◆ Work instructions
[1] In the lion sighting report, how many days did the mating between the Selati male lion and the Ximhungwe lioness last?
[2] Rewrite the lion sighting report starting at "We followed Ximhungwe" and ending at "off the carcass.", putting "giraffe" in place of "buffalo".
[3] Carry on the lion sighting report from where it stops.

◆ Selected text
==============================
One of the interesting things worth mentioning is that Majingelane male coalition had a few visits into area, keeping the Selati males on their toes. The larger male of Selati coalition of lions were seen running past the front of the lodge while roaring , one morning, upon close observation we noticed fresh, bleeding battle wounds, we latter received reports of two Majingelane males and one Othawa lioness were in the area he came running from. On the following drive we located one of the other males (one with bad limp) of the Selati male coalition with battle wounds.
There was also a 6 days of mating, copulating every 15 minutes between Selati male lion and Ximhungwe lioness, at the end of day 5 both lions appeared to be totally exhausted.
We followed Ximhungwe pride out on their hunt on one evening, they made few attempt hunting waterbucks but when we left they still hadn’t killed anything but the night was still young there was hope they could get something to eat. It was only two days later that we found them on a buffalo carcass and they were later joined by the four Selati males who helped to finish off the carcass.
==============================
◆ Source information
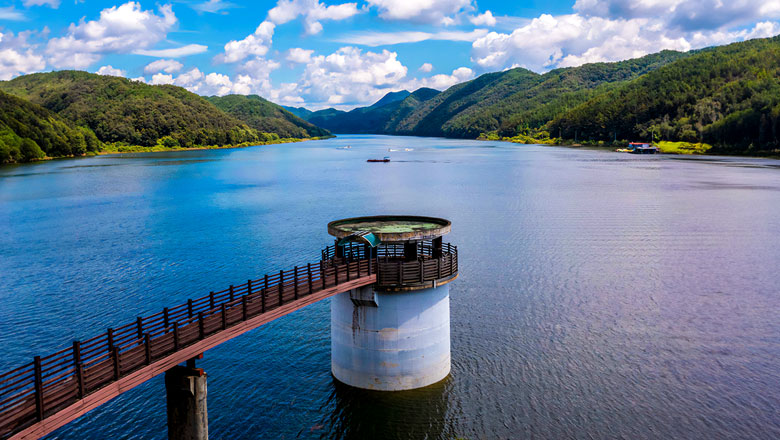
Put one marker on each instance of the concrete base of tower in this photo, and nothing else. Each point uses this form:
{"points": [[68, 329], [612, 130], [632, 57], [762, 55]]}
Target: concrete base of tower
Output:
{"points": [[390, 341]]}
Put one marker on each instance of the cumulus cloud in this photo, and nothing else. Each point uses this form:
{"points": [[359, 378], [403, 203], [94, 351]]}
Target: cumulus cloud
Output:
{"points": [[485, 19], [682, 14], [613, 30], [50, 3], [256, 44], [441, 81], [11, 14], [313, 12], [167, 66], [175, 52], [422, 11], [109, 70], [298, 55], [17, 57], [213, 6], [374, 39], [120, 29]]}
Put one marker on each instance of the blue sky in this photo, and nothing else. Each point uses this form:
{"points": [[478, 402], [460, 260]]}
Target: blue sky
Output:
{"points": [[344, 54]]}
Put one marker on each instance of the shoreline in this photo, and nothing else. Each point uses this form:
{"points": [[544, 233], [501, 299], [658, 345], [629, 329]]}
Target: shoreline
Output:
{"points": [[129, 149]]}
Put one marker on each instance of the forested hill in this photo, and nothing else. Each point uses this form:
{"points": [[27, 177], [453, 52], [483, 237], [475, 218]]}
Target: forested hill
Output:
{"points": [[30, 132], [727, 96], [265, 116], [377, 118], [501, 101], [128, 113]]}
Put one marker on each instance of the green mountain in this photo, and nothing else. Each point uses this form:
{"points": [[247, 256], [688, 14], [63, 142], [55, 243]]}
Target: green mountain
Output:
{"points": [[507, 102], [265, 116], [513, 100], [132, 113], [30, 132], [300, 112], [375, 118], [727, 96]]}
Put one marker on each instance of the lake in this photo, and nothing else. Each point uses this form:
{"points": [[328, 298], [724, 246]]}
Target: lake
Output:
{"points": [[601, 295]]}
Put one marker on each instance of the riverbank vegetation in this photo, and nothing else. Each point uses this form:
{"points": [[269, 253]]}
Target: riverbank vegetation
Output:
{"points": [[73, 113], [718, 100]]}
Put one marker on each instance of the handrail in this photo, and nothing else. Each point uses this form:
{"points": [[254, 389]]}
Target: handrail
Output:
{"points": [[40, 389]]}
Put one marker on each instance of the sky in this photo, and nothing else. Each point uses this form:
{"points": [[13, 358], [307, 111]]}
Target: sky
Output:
{"points": [[321, 54]]}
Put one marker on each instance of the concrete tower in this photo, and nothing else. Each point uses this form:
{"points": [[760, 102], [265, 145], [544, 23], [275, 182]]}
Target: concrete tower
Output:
{"points": [[394, 334]]}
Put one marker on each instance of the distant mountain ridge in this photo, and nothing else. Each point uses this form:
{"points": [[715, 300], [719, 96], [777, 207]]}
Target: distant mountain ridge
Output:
{"points": [[126, 113]]}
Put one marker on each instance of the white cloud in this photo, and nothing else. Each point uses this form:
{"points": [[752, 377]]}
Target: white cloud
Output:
{"points": [[17, 57], [422, 11], [441, 81], [313, 12], [374, 39], [256, 44], [110, 71], [120, 29], [11, 14], [50, 3], [161, 78], [167, 66], [685, 15], [298, 55], [176, 52], [485, 19], [213, 6], [351, 77]]}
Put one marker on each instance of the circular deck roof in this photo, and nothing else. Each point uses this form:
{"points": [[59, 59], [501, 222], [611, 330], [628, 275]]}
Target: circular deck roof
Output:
{"points": [[392, 227]]}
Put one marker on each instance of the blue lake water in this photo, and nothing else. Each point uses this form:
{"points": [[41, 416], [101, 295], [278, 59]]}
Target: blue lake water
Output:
{"points": [[601, 295]]}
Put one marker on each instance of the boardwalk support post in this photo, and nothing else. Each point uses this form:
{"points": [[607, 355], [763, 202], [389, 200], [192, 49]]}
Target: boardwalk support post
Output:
{"points": [[187, 412]]}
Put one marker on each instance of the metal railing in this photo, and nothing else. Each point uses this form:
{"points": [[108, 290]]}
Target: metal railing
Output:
{"points": [[40, 389]]}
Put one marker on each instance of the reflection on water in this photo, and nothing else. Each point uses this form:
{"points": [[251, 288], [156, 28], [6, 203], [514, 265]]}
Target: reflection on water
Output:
{"points": [[601, 295], [364, 414]]}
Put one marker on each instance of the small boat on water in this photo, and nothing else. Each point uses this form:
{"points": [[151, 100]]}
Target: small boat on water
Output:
{"points": [[639, 148]]}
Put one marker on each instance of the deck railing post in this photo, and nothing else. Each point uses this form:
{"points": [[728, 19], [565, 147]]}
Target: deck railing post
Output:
{"points": [[322, 274], [38, 388], [80, 380], [262, 297], [115, 358], [281, 286], [148, 348], [295, 282], [308, 274], [110, 338], [175, 336]]}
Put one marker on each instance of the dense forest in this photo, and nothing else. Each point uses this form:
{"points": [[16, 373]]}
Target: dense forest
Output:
{"points": [[30, 132], [97, 111], [727, 97], [265, 116], [501, 101]]}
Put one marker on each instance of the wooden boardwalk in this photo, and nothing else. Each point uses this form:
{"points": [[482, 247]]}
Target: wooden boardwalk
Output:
{"points": [[44, 395]]}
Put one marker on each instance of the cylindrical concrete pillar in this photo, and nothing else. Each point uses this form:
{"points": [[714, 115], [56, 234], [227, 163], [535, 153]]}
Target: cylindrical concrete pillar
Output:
{"points": [[391, 340], [187, 413]]}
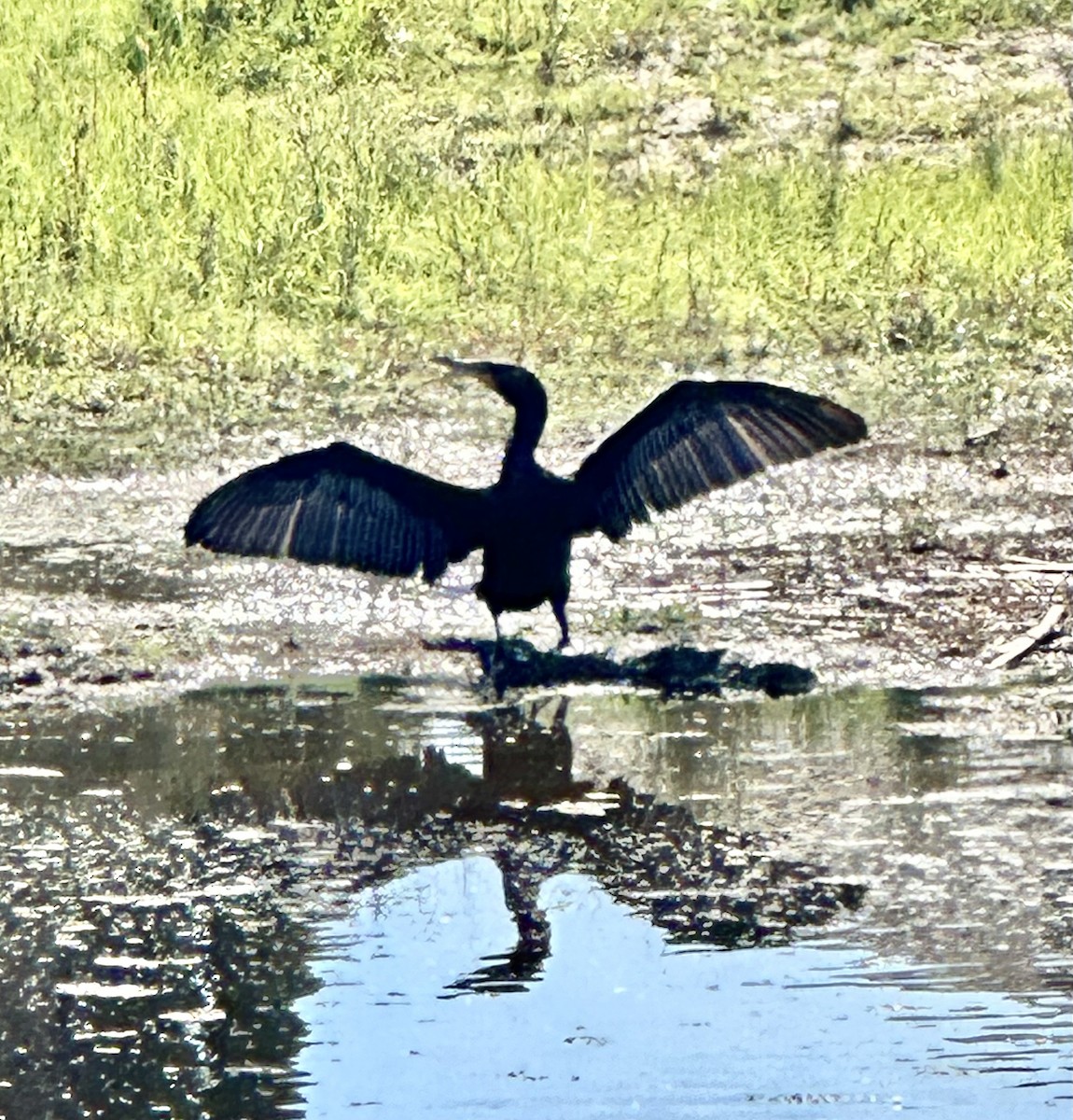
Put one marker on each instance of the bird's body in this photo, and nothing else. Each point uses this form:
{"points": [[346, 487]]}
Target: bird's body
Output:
{"points": [[344, 507]]}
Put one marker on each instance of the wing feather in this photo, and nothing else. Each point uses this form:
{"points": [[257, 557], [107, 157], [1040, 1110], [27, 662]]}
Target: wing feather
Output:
{"points": [[700, 436], [341, 505]]}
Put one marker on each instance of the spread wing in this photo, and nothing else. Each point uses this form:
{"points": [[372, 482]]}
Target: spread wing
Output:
{"points": [[699, 436], [341, 505]]}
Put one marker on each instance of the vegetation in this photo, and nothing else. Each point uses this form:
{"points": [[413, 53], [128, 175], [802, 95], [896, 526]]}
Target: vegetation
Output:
{"points": [[214, 212]]}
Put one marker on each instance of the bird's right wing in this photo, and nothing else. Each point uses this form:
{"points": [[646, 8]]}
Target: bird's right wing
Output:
{"points": [[344, 507], [699, 436]]}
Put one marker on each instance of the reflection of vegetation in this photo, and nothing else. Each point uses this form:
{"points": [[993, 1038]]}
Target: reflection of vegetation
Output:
{"points": [[154, 952], [272, 201]]}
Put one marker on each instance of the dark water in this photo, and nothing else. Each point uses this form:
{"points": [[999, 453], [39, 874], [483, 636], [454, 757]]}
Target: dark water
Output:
{"points": [[330, 899]]}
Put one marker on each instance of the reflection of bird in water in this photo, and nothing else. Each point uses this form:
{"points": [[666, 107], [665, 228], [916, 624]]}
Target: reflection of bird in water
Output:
{"points": [[345, 507]]}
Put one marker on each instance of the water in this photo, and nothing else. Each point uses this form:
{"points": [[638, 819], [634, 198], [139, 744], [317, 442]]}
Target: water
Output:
{"points": [[330, 897]]}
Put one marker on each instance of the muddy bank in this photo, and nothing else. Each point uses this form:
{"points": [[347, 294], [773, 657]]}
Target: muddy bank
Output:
{"points": [[884, 566]]}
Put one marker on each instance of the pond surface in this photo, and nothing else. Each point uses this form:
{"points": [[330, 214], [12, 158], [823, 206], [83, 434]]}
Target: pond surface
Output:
{"points": [[336, 897]]}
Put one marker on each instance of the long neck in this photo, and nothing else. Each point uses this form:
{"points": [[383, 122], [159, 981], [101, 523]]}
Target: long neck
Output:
{"points": [[530, 406]]}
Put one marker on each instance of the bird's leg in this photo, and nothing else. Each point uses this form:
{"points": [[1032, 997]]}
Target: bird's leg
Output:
{"points": [[559, 609]]}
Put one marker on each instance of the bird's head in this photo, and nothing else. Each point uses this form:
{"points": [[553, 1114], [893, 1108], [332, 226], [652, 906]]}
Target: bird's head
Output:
{"points": [[515, 385]]}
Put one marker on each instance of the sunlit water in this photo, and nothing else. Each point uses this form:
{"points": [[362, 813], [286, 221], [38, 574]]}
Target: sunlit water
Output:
{"points": [[337, 899], [620, 1024]]}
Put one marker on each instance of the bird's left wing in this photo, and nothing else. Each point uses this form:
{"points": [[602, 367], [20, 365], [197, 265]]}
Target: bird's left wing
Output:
{"points": [[344, 507], [699, 436]]}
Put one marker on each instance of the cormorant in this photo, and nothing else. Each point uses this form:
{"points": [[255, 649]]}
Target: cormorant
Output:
{"points": [[345, 507]]}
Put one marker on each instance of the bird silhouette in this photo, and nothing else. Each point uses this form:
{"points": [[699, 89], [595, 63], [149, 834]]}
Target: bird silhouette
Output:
{"points": [[341, 505]]}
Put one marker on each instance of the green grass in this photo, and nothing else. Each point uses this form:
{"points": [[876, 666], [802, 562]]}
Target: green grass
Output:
{"points": [[211, 213]]}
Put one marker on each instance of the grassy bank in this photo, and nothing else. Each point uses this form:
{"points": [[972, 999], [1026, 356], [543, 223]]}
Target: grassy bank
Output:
{"points": [[213, 213]]}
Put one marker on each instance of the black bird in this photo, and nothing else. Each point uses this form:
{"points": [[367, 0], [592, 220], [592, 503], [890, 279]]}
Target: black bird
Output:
{"points": [[344, 507]]}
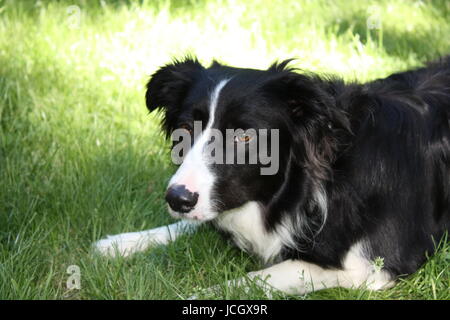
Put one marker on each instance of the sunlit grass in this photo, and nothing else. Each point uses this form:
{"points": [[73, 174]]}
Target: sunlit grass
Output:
{"points": [[81, 158]]}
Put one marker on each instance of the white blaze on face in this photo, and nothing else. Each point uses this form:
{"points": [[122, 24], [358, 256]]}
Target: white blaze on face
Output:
{"points": [[194, 173]]}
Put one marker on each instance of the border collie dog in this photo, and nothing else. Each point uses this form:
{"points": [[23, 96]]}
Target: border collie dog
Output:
{"points": [[363, 174]]}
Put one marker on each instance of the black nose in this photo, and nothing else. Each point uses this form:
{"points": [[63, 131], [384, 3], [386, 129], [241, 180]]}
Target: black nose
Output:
{"points": [[181, 199]]}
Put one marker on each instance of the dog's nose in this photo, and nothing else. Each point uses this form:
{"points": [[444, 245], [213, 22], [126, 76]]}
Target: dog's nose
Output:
{"points": [[181, 199]]}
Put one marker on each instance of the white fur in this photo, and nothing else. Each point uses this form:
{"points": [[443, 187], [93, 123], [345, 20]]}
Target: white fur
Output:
{"points": [[245, 224], [125, 244], [298, 277], [194, 172]]}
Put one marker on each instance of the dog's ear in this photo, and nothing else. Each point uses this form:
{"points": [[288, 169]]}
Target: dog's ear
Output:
{"points": [[315, 123], [169, 85]]}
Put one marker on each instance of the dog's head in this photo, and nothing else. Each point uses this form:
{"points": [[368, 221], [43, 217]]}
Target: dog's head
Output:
{"points": [[270, 118]]}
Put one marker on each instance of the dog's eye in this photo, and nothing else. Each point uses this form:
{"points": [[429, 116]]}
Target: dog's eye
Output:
{"points": [[243, 137], [187, 127]]}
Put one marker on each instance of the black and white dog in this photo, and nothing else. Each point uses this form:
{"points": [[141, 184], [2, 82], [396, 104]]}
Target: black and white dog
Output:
{"points": [[363, 172]]}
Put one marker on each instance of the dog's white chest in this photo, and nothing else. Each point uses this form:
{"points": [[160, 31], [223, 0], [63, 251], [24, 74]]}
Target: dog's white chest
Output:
{"points": [[246, 226]]}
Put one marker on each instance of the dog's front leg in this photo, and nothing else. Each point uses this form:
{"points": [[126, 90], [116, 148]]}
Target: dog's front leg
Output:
{"points": [[125, 244]]}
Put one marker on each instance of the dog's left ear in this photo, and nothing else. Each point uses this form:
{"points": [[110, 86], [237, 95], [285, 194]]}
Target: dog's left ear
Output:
{"points": [[168, 88], [169, 85], [316, 124]]}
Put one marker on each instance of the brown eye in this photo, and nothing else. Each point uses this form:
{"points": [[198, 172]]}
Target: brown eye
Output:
{"points": [[243, 137], [187, 127]]}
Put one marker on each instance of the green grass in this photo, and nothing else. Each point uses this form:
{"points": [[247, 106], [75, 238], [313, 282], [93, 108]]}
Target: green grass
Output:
{"points": [[81, 158]]}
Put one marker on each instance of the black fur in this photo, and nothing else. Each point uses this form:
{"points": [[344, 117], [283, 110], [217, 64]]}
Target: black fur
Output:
{"points": [[380, 151]]}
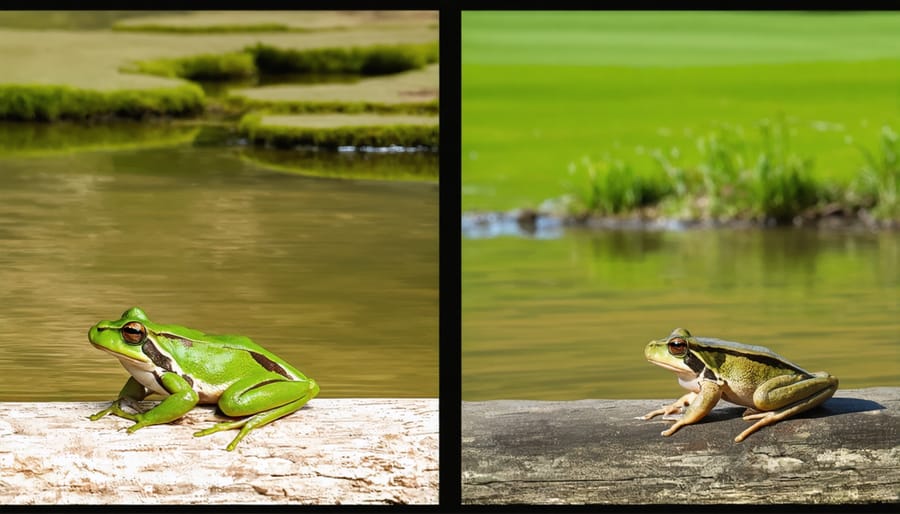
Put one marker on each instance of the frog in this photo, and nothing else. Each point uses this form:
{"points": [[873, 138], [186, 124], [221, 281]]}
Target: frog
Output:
{"points": [[189, 367], [770, 386]]}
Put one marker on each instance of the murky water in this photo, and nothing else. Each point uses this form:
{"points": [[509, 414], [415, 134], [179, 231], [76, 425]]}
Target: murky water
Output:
{"points": [[338, 277], [567, 317]]}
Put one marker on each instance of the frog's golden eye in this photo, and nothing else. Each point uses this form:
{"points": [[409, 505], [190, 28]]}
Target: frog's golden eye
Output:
{"points": [[677, 347], [134, 333]]}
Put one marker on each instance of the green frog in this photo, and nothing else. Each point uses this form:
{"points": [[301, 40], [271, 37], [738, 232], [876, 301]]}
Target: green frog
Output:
{"points": [[772, 387], [189, 367]]}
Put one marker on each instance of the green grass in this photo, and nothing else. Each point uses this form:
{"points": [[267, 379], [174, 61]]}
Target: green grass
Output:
{"points": [[543, 92], [39, 139], [412, 91], [333, 130], [263, 21], [370, 60], [416, 167], [52, 103], [96, 59]]}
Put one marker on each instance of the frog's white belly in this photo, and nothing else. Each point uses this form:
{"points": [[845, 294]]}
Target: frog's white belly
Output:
{"points": [[144, 375]]}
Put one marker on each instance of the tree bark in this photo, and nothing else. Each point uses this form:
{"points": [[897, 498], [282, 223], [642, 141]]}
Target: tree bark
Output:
{"points": [[347, 451], [595, 451]]}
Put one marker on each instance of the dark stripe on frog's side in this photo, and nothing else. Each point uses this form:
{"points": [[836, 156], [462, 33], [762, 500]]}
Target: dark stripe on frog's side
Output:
{"points": [[161, 361], [264, 382], [158, 377], [269, 364], [694, 362], [746, 354], [187, 343]]}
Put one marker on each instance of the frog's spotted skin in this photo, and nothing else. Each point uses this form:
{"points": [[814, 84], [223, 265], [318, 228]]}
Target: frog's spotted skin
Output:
{"points": [[772, 387], [190, 367]]}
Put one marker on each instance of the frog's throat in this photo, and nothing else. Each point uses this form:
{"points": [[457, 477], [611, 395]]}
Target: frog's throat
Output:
{"points": [[142, 363], [675, 369]]}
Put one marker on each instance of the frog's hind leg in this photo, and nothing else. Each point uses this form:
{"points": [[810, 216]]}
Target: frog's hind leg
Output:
{"points": [[770, 417], [272, 396]]}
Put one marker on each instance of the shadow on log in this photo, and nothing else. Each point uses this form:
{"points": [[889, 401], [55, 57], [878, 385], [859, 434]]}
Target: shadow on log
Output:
{"points": [[348, 451], [595, 451]]}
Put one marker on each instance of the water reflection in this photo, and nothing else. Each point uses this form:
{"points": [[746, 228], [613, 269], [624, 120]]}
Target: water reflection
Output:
{"points": [[337, 277], [567, 317]]}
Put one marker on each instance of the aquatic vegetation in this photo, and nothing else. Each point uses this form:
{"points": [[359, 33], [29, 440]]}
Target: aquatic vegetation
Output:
{"points": [[364, 60], [50, 103], [409, 92], [879, 182], [335, 130], [735, 177], [227, 66], [612, 187]]}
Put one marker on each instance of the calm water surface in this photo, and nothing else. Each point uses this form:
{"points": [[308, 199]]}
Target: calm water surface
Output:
{"points": [[338, 277], [568, 317]]}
==============================
◆ Answers per task
[1] Six days.

[2]
We followed Ximhungwe pride out on their hunt on one evening, they made few attempt hunting waterbucks but when we left they still hadn’t killed anything but the night was still young there was hope they could get something to eat. It was only two days later that we found them on a giraffe carcass and they were later joined by the four Selati males who helped to finish off the carcass.

[3]
The four Ximhungwe lionesses also managed to kill a zebra towards the end of the month which they fed on for couple of days; they successfully kept it safe from the Selati males.
Elephant (Loxodonta africana)
There is an abundance of elephant around at the moment and it is not uncommon to see 4 to 5 different breeding herds on a game drive, predominantly along the Sand River. On one afternoon were came across an elephant cow with unusual tusk formation, the tusks have grown across each other making it hard for her to use in feeding.
“A battle of the giants” we witnessed two bull elephant fighting, it started as play fight as they testing each other strength but then one hit hard the other bull responded by stabbing harder with his tusk then it was a war that left us very dusty. The battle ended when one bull turn and run for his life with the other one chasing him.
Cape buffalo (Syncerus caffer)
The large herds of buffalo spent most of the month on our traversing area not without the lion harassing them. The lion and buffalo interactions have left guests in absolute awe of the cycle of life in nature.
The eternal battle between buffalo and lion is a spectacle in itself – but to witness an active hunt and to see the final take down and kill is a rare and special sight.
With the great hunting success of the lion prides, our hyenas have also been having a good time, many free meals left lying around. We have been fortunate to locate a hyena den site with two little cubs and few adults.
After feeding on a smelly, rotting buffalo carcass, this hyena needed to take a dip in a dam.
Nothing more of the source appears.